- What is asked -
Find each line in the following records that contains the word "below", and copy those lines.
* begin Exercise materials *
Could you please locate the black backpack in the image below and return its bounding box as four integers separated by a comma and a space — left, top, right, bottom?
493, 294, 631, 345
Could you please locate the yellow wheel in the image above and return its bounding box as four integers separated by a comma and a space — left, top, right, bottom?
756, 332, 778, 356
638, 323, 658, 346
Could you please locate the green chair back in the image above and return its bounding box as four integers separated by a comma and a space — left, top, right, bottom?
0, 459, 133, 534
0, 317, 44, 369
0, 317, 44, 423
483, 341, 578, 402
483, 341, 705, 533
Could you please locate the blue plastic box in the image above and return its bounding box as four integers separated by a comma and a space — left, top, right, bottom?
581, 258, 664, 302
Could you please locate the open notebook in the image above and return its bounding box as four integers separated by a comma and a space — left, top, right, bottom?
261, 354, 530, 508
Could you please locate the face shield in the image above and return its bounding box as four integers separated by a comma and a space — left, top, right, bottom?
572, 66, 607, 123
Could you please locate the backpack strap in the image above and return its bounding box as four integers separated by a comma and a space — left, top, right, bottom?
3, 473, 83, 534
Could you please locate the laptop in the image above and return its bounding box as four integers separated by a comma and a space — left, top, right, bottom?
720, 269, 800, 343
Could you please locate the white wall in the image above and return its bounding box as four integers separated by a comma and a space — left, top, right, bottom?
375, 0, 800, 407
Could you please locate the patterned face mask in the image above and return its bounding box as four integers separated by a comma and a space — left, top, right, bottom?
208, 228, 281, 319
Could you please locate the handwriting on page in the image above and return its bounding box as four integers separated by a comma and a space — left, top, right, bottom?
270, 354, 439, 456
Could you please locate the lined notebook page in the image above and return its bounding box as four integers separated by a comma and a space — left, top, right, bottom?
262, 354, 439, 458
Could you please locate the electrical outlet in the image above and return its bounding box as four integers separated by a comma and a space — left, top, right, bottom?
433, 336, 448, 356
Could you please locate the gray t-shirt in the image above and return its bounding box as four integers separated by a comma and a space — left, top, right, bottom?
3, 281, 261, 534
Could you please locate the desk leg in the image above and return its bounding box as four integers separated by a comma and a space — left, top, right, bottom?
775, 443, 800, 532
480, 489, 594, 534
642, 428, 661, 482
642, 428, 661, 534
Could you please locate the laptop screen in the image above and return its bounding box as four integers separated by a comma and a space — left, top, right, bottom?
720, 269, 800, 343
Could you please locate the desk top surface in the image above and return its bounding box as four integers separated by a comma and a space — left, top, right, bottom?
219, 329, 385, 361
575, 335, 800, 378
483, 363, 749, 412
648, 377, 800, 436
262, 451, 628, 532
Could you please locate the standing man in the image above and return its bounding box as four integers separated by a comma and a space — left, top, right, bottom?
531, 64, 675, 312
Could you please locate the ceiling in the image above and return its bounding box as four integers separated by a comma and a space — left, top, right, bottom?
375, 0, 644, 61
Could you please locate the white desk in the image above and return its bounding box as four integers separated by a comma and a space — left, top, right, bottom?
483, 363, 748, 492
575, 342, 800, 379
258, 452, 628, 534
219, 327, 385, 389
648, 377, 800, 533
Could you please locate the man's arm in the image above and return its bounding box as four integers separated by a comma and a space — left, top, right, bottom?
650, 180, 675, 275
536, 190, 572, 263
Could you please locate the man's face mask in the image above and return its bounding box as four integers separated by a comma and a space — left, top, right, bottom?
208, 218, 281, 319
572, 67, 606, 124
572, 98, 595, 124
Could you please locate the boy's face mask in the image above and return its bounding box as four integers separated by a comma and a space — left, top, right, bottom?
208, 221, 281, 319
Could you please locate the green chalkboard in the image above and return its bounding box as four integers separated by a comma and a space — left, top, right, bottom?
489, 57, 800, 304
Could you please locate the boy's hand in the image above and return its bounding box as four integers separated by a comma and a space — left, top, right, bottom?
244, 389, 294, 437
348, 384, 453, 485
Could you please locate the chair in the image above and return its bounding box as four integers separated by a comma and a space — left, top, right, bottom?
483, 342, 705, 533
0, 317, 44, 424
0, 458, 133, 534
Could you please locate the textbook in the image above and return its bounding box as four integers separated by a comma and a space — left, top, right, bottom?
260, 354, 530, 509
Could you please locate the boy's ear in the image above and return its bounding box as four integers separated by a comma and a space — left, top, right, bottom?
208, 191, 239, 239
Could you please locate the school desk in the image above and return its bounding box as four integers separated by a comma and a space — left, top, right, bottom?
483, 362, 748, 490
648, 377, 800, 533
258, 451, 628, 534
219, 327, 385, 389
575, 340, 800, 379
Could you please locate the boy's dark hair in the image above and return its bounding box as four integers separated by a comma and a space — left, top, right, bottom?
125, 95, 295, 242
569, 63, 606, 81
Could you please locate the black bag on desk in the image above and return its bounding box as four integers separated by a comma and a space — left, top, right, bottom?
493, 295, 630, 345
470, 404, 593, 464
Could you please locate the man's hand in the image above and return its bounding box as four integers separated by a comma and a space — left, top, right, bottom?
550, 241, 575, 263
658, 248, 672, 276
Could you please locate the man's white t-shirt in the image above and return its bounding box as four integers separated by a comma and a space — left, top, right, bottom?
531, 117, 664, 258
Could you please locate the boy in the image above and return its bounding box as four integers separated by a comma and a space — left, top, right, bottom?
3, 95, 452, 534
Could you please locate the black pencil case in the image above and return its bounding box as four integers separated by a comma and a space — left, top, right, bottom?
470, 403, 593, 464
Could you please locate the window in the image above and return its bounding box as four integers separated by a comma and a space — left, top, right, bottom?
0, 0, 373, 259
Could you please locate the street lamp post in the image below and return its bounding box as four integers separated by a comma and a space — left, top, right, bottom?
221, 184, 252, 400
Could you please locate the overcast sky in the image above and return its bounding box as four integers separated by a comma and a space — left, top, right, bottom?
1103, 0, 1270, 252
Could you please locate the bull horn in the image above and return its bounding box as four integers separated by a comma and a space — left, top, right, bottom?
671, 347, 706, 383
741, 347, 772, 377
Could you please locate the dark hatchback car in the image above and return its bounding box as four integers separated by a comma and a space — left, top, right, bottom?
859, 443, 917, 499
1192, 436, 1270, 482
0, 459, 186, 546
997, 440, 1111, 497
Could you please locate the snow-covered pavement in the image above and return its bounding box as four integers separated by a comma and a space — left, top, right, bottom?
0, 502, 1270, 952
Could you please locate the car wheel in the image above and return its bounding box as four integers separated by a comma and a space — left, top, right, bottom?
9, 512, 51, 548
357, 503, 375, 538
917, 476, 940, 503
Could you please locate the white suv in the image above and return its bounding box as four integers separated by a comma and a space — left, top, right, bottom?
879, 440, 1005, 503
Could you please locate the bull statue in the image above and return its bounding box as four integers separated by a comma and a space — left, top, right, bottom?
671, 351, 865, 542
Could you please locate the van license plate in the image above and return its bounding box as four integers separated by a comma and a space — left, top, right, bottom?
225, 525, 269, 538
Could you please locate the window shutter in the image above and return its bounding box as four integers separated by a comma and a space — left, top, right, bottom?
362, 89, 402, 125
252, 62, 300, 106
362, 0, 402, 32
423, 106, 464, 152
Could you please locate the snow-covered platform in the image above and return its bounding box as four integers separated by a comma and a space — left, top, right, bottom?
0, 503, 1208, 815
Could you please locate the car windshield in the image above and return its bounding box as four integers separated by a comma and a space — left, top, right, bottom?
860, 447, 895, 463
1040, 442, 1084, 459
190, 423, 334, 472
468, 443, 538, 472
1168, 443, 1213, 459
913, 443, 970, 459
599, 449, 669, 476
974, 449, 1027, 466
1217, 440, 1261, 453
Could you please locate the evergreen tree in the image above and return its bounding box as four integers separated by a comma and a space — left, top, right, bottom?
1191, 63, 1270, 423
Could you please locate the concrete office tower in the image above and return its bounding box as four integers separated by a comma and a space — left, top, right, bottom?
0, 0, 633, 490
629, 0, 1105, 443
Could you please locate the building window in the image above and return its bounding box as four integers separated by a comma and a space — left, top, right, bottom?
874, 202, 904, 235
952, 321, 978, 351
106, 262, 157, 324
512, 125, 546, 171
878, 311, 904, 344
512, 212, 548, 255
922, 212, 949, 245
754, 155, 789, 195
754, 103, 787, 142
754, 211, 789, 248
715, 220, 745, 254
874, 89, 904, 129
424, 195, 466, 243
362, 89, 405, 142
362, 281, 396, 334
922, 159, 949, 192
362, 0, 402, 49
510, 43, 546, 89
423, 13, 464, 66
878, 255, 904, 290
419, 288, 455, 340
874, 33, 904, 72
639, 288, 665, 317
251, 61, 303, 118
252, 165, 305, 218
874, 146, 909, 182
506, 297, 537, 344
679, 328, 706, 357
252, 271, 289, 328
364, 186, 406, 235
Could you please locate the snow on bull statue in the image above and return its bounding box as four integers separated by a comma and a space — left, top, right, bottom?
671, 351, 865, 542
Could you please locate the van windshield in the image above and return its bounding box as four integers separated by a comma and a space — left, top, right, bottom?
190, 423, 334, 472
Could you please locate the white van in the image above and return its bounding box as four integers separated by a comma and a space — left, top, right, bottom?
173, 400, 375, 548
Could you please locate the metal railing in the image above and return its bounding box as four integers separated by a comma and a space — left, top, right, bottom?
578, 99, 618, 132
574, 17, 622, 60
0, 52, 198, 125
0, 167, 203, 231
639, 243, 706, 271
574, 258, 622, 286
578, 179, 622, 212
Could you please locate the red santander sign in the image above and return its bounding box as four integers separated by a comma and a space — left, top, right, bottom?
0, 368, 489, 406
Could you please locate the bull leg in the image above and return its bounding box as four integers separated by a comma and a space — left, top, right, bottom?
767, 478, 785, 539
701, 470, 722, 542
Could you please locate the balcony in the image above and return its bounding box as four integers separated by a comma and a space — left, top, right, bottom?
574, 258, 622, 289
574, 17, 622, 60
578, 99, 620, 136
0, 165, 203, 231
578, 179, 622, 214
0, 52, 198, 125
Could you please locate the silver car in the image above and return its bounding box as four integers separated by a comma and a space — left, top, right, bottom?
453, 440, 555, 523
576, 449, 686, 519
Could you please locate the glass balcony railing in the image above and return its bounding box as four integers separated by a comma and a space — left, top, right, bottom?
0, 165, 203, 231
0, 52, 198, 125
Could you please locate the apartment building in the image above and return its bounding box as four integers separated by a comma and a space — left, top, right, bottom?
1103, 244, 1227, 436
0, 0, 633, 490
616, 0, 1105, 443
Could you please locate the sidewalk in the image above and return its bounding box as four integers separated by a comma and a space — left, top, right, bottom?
* end Exercise materials *
- Written answer -
Could you please locate the black backpack in the image below and return its bounding box as four integers separated by a comma and a space — left, top, right, bottom?
Could you please locate the street lamp post in the image below and return its bounding box as four integers separated by a comma and a space — left, top, right, bottom?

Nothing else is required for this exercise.